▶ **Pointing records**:

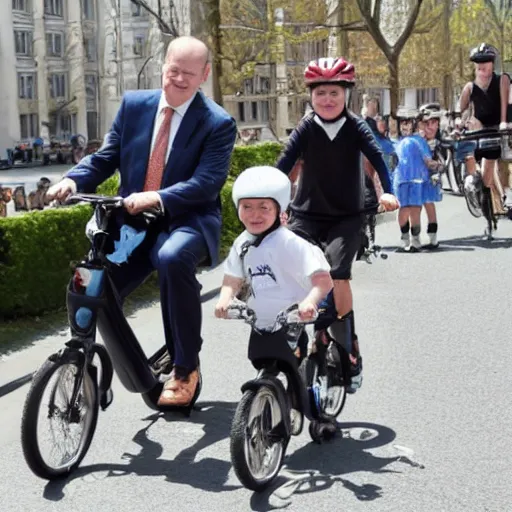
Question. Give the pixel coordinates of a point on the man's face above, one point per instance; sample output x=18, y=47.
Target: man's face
x=406, y=127
x=483, y=69
x=431, y=127
x=328, y=101
x=182, y=75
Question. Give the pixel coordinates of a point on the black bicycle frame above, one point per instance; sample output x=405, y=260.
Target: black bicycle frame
x=271, y=353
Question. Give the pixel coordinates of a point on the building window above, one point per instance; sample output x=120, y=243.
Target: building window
x=92, y=125
x=138, y=45
x=53, y=7
x=91, y=91
x=136, y=9
x=241, y=111
x=429, y=95
x=27, y=86
x=54, y=45
x=23, y=42
x=264, y=85
x=265, y=111
x=249, y=86
x=29, y=125
x=57, y=84
x=90, y=49
x=88, y=9
x=20, y=5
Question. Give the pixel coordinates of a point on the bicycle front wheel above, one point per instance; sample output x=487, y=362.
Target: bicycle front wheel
x=257, y=450
x=59, y=418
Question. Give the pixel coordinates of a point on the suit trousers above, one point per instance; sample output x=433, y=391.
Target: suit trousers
x=175, y=256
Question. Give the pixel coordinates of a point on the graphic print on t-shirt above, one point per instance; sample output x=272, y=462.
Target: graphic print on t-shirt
x=262, y=278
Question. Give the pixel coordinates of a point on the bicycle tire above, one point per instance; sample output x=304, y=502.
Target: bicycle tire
x=30, y=417
x=238, y=436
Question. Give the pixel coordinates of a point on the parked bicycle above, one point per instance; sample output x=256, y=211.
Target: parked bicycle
x=70, y=377
x=275, y=403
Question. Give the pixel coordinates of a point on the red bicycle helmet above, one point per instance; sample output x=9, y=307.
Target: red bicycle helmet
x=330, y=70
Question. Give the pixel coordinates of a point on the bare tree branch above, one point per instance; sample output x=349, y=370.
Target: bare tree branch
x=241, y=27
x=165, y=28
x=413, y=16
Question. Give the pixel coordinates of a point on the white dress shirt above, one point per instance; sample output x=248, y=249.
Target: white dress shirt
x=177, y=117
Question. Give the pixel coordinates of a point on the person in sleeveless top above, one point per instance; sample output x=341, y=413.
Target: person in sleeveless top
x=488, y=97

▶ **Exercise**: Add 36 to every coordinate in the answers, and copy out everything from the line containing "output x=487, y=362." down to the line containing "x=262, y=278", requests included. Leave the numbers in the requests and their sample outputs as they are.

▶ **Solution to this exercise**:
Question. Give the pixel coordinates of a point on the bicycle front wheel above, one point per instance; sample output x=487, y=362.
Target: bicycle front wheel
x=293, y=486
x=95, y=454
Question. Give the pixel coordinates of a point on the suit trousers above, one point per instance; sample output x=433, y=391.
Target: suit trousers
x=211, y=292
Question. Give the pixel coordinates of a point on the graphic print on t-shirt above, one point per instance; sample output x=272, y=462.
Target: graphic print on t-shirt
x=298, y=314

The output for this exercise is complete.